Computer Power and Exponential Growth
This is an image of a state of the art 4GB Elliott Computer system being installed in a climate controlled building, and a Raspberry Pi controller chip with an ENTIRE Operating System and 4GB of onboard memory in front of the SAME building in 2018. Computer Power and Exponential Growth is a wonderful metaphor for knowledge. The more we know, the more we grow.
Exponential Growth
There are three primary transcendental numbers in our four dimensional universe:
Phi: 1:1.618
Pi: 3.14
e: 2.718
These numbers just exist, regardless of scale or time. They are joined by two other very special numbers:
0 and 1.
Without 0 and 1 all computers would be meaningless. I try to think of 0 and 1 as the proton and the electron. Constantly at odds, with only the neutron to keep them from annihilating each other. But alas, even that is an outdated notion as atomic hydrogen doesn’t even bother with a neutron…
What’s So Special About Exponential Growth?

- [ASSIGNED TASK]
In the text on computer power and exponential growth, how much onboard memory does the Raspberry Pi controller chip have?

- [SOURCE DATA]
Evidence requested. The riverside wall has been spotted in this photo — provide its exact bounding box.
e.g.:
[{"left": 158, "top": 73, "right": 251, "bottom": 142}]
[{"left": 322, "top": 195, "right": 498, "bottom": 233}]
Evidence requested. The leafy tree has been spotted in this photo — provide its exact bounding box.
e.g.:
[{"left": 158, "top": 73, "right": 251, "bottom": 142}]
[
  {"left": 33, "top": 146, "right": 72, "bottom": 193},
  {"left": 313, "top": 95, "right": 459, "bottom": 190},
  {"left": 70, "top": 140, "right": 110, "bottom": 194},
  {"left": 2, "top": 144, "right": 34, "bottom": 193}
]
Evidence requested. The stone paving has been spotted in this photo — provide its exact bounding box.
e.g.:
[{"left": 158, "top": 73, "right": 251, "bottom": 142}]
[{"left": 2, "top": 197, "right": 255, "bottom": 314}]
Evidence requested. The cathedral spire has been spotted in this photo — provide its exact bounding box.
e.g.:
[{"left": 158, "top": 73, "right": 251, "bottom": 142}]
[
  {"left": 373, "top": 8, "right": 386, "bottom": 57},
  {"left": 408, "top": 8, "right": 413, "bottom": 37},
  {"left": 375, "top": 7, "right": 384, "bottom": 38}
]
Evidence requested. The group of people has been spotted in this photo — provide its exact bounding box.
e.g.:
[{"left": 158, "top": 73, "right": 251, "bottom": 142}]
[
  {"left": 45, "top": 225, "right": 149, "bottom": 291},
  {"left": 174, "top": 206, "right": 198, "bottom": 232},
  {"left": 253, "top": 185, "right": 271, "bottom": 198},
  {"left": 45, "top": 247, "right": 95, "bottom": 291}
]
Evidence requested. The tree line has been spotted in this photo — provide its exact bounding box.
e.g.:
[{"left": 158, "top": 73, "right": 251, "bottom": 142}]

- [EXERCISE RESPONSE]
4GB